There, if you look directly across the road, you’ll see a couple of blue blazes on a tree. Cross the road, and follow the fence-line: you’ll find yourself continuing on the Rockhopper Trail, this one sporting square blue blazes, which traverses a combination of open space recently acquired by the Town of Amwell and state forest (which surrounds Lamberton’s reservoir).
One way, from the trail head on Woodens Lane to the end of the Rockhopper trail on Rock Rd. in Lambertville, is 3.2 miles, or 6.4 miles round trip. Returning, you can extend the walk by taking in the Red Trail, a nearly complete loop of 1.7 miles that returns you to the main Blue Trail about 0.2 miles south of where you started from (adding a net 1.5 miles). Then, too, there’s “Yellow” trail extension of 2.2 miles. So really ambitious hikers can walk over 10 miles in a single excursion.
There’s nothing particularly difficult about any of this walk. The Dry Run Creek segment is a bit hillier, but is still a very moderate grade. The Rockhopper isn’t completely flat, but undulates more than climbs. It actually wraps part-way around the Swan Creek reservoir, which provides Lambertville with its public water supply, but at least when the leaves are out, you can’t see it from the trail. Bushwhacking into the reservoir area might be fun (you traverse plenty of old woods roads that seem likely to lead you there), though I haven’t tried them and suspect you’ll run into a fence or no trespassing signs at some point. The Yellow Trail takes you close to the Reservoir on the other side. You can just see it through the leaves; the view might be pretty good when leaves are down.
The “Red” and “Yellow” trails need to be interpreted with caution. Yellow is indeed the predominant blaze color on the Yellow Trail. But in a 2021 walk we found: no blazes at all for the first several hundred yards from its junction with the Blue Trail; then fairly consistent yellow paint blazes, switching to small, not very visible, round plastic blazes beginning at a critical point. I struggled for a several minutes looking for the next paint blaze until I finally noticed the little yellow disc. Further in, the round markers disappeared, replaced by red paint, then white paint, then yellow plastic square markers, then white paint again. Whew! That said, in other respects the trail is well maintained with recent chainsaw cuts opening up blowdowns.

§ **TASK GOAL**
According to the trail description above, what does the Swan Creek reservoir supply to Lambertville?

§ **RECORD LIST**
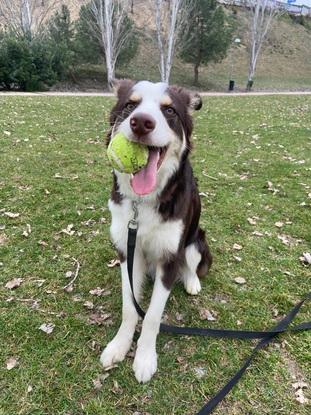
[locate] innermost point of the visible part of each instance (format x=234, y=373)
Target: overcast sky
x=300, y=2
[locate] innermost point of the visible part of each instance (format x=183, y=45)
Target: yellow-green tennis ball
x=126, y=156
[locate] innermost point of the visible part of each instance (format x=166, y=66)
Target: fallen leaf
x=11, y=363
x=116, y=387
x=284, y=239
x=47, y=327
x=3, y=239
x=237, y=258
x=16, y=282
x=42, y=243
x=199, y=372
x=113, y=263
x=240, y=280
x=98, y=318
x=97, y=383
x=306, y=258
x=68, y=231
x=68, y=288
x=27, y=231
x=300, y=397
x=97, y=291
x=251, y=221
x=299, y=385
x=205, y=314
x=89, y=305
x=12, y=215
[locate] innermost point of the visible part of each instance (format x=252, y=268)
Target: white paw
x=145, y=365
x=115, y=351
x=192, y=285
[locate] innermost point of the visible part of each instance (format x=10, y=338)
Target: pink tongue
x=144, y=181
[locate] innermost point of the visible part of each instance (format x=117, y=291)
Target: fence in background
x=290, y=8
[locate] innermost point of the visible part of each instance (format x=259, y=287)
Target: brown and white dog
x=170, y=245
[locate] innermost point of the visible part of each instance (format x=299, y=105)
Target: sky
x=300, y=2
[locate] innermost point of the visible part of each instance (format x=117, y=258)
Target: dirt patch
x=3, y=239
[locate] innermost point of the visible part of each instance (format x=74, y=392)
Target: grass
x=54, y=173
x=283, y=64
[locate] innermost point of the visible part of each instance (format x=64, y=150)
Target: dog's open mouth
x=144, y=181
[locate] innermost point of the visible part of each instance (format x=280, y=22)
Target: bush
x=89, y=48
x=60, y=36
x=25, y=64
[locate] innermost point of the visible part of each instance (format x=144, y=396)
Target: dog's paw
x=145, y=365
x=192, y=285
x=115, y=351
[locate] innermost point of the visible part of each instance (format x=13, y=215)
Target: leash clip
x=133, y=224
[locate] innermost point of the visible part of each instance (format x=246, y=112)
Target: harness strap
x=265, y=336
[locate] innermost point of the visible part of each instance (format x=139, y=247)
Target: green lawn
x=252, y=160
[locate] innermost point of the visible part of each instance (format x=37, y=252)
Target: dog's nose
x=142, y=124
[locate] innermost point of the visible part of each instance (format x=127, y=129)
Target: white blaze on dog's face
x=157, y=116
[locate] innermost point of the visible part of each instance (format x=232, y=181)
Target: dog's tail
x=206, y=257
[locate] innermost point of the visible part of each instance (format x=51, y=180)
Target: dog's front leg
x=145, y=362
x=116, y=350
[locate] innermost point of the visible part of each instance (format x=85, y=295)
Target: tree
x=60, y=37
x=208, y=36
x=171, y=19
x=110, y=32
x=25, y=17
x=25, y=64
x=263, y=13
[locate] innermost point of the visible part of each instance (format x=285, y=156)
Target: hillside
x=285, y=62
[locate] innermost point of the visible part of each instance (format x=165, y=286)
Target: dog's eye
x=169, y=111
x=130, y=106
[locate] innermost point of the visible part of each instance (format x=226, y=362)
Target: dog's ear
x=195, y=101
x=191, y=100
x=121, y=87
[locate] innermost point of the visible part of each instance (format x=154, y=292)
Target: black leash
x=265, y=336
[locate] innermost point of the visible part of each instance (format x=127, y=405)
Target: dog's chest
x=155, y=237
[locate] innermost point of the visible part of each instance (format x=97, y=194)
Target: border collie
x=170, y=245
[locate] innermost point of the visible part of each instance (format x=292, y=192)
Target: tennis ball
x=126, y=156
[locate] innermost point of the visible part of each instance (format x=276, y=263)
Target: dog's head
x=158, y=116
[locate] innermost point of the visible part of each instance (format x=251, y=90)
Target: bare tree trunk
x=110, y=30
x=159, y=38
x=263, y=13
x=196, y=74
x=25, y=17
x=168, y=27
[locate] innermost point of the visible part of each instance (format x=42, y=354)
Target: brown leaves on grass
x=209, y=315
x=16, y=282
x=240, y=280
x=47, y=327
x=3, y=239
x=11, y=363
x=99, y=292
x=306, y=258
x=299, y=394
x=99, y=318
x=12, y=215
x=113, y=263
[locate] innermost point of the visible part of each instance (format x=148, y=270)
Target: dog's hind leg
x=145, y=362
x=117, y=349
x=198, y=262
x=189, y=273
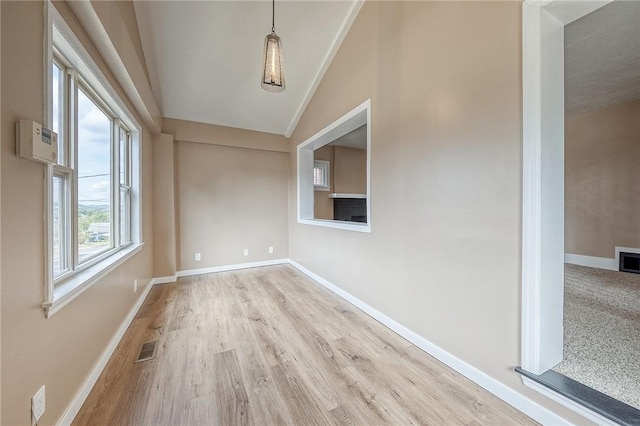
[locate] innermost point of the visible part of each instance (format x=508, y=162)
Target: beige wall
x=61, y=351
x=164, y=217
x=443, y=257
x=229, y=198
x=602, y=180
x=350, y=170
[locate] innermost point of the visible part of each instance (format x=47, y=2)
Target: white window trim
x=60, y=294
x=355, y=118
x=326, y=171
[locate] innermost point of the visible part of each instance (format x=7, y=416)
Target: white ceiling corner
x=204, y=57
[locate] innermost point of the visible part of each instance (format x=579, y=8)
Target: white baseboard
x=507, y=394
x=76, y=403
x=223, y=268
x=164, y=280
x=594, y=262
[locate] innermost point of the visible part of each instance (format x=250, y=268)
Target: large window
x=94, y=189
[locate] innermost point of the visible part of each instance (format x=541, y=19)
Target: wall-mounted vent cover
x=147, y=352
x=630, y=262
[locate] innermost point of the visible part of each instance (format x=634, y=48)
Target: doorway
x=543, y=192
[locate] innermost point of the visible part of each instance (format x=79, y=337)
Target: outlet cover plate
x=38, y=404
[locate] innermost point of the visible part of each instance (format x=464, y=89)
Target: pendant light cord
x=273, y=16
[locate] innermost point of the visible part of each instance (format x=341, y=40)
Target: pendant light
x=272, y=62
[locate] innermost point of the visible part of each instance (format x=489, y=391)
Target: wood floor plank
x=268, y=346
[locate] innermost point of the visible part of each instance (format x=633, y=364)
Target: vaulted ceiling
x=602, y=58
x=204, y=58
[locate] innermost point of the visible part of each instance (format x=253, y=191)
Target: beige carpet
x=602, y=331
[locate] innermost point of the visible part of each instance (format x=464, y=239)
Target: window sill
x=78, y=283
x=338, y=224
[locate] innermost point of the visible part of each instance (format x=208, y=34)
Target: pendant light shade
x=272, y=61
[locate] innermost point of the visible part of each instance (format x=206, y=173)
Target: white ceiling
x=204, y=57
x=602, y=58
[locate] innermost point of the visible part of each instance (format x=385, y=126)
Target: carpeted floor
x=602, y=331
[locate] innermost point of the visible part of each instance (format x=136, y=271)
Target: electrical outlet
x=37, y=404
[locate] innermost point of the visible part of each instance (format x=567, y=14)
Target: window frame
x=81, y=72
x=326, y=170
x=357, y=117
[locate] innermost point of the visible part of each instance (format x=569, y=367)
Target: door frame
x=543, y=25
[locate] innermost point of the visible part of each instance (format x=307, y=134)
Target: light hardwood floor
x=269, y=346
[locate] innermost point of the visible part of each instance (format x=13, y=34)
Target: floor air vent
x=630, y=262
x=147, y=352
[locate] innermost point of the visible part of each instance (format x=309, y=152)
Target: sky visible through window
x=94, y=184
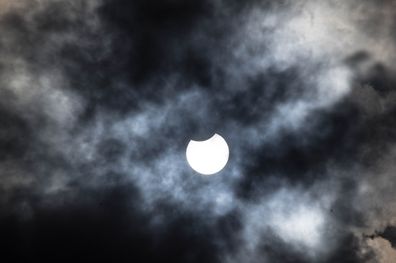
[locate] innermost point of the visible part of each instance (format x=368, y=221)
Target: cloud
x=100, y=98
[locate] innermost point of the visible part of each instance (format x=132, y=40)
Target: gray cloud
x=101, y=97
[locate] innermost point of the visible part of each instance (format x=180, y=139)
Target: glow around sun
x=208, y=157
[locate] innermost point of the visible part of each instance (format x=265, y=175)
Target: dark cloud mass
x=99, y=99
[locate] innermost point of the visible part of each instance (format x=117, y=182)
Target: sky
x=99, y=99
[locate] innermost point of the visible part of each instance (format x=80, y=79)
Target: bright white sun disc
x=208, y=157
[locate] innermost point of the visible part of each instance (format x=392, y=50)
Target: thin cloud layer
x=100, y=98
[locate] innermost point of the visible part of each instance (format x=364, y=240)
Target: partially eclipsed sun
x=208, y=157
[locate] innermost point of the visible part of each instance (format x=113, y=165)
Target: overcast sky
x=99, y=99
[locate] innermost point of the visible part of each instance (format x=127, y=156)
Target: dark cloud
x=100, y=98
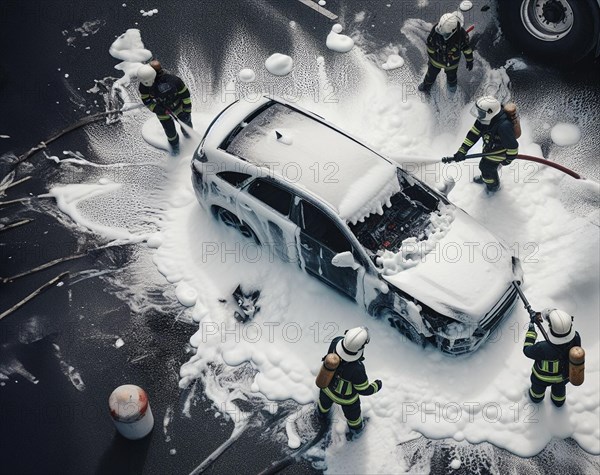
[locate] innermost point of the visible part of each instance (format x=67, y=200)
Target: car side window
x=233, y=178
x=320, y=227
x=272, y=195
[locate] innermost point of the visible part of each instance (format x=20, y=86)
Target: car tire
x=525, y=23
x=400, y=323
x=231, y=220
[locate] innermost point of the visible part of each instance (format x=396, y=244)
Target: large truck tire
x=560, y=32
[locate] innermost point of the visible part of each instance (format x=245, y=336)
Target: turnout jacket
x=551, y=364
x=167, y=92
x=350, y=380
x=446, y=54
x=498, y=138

§ **SOLUTION**
Its public water supply.